▶ **SELECTED TEXT**:
What should I do if I discover an individual acting on behalf of my company has paid a bribe?
You should immediately seek professional legal advice.Although, there is no suggestion yet in the UK of companies being treated with leniency in exchange for coming clean to the authorities (unlike in the US) full disclosure to the authorities may be the best strategy, depending on the circumstances of the offence.
You should also immediately carry out a full internal investigation to determine the facts surrounding the offence and to try to prevent any further offence being committed.
What would happen if an employee of my company is found guilty of bribery?
The employee could go to prison for up to 10 years and face an unlimited fine. If the employee was also a director, they are also likely to be disqualified from acting as a director for fifteen years.
In addition, your company would face an unlimited fine for failing to prevent bribery. Harsher fines would apply if a public official has been bribed.
Sounds very serious; should the new Bribery Act be keeping me awake at night?
The penalties are serious. However, companies should be preparing for the new law in a measured and proportionate manner. The Serious Fraud Office has already indicated that from April 2010 it will have the highest expectations of the large blue chip companies, particularly those in high risk sectors.SMEs are less likely to be in the spotlight from April, particularly in less risky sectors.
Current thinking is that in April we are unlikely to see a large wave of prosecutions pursuant to the Bribery Act. However, this should not be an excuse for companies to not have adequate procedures in place in their organisations to prevent bribery. Effective and proportionate anti-corruption procedures and policies should be an integral part of corporate governance and best commercial business practice in every company, regardless of size or profile, both before and after April 2010.
This article is for general information purposes only and does not constitute legal or professional advice. It should not be used as a substitute for legal advice relating to your particular circumstances. Please note that the law may have changed since the date of this article.

▶ **EXERCISE**: Repeat the passage on the Bribery Act word for word, beginning at "What would happen" and stopping after "has been bribed.".

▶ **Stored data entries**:
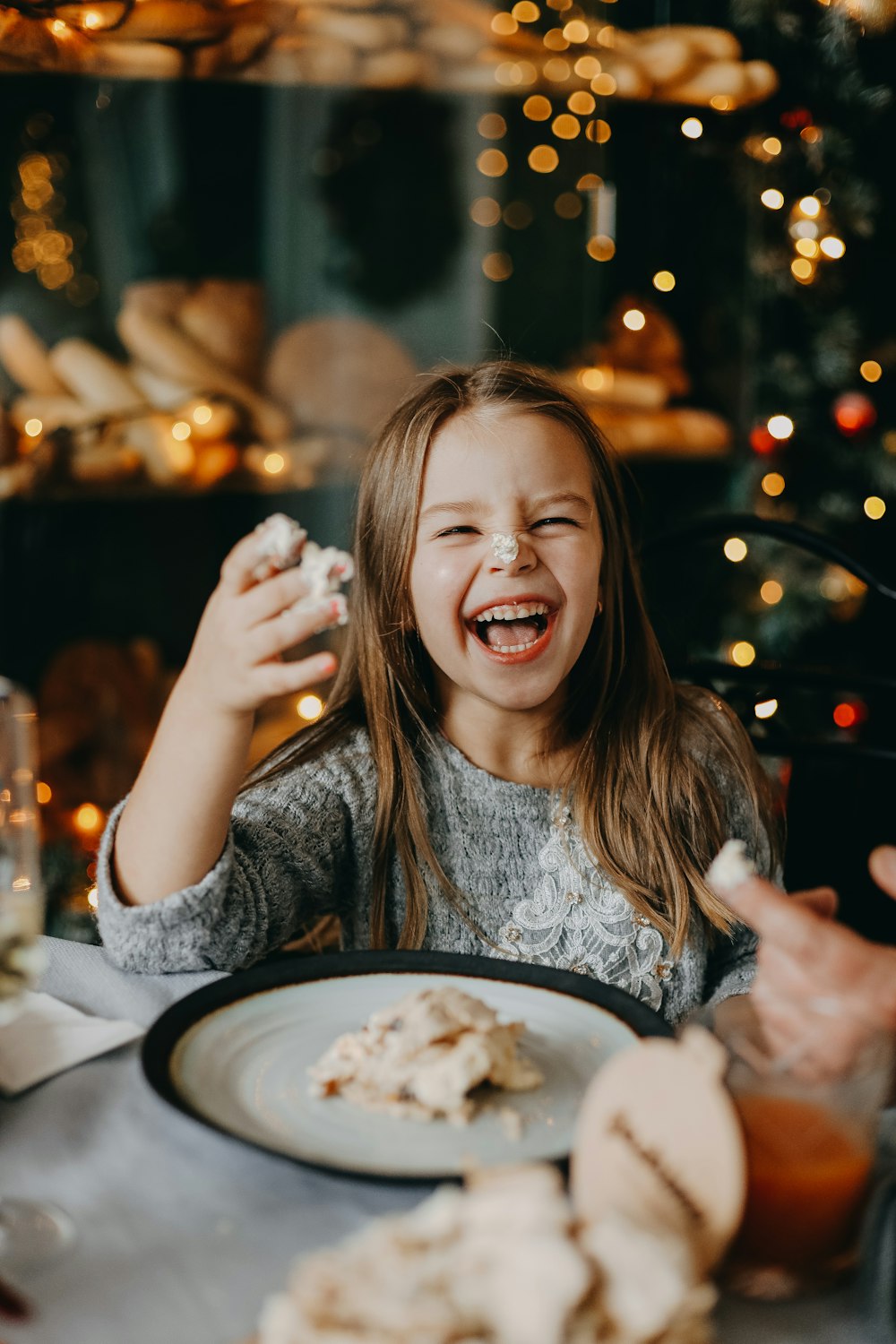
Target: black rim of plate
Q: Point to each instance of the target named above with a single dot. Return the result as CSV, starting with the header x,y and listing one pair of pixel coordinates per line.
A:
x,y
171,1027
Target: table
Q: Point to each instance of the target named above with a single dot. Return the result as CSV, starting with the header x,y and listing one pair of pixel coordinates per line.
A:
x,y
182,1231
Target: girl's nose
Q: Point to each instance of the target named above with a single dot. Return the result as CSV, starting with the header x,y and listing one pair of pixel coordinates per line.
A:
x,y
512,554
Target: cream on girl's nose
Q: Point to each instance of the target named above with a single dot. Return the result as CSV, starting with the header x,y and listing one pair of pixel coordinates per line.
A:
x,y
511,551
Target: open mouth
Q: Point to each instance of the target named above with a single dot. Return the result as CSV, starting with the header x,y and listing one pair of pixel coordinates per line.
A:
x,y
512,628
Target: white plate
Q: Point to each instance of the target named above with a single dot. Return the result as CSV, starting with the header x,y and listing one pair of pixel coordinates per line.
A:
x,y
242,1066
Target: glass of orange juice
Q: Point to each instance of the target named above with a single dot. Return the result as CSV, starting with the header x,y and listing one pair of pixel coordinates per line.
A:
x,y
809,1107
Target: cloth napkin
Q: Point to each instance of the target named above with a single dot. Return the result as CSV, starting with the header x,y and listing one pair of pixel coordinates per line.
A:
x,y
47,1037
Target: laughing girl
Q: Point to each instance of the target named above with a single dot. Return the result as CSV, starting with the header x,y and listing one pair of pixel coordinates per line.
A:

▶ **WRITTEN SOLUTION**:
What would happen if an employee of my company is found guilty of bribery?
The employee could go to prison for up to 10 years and face an unlimited fine. If the employee was also a director, they are also likely to be disqualified from acting as a director for fifteen years.
In addition, your company would face an unlimited fine for failing to prevent bribery. Harsher fines would apply if a public official has been bribed.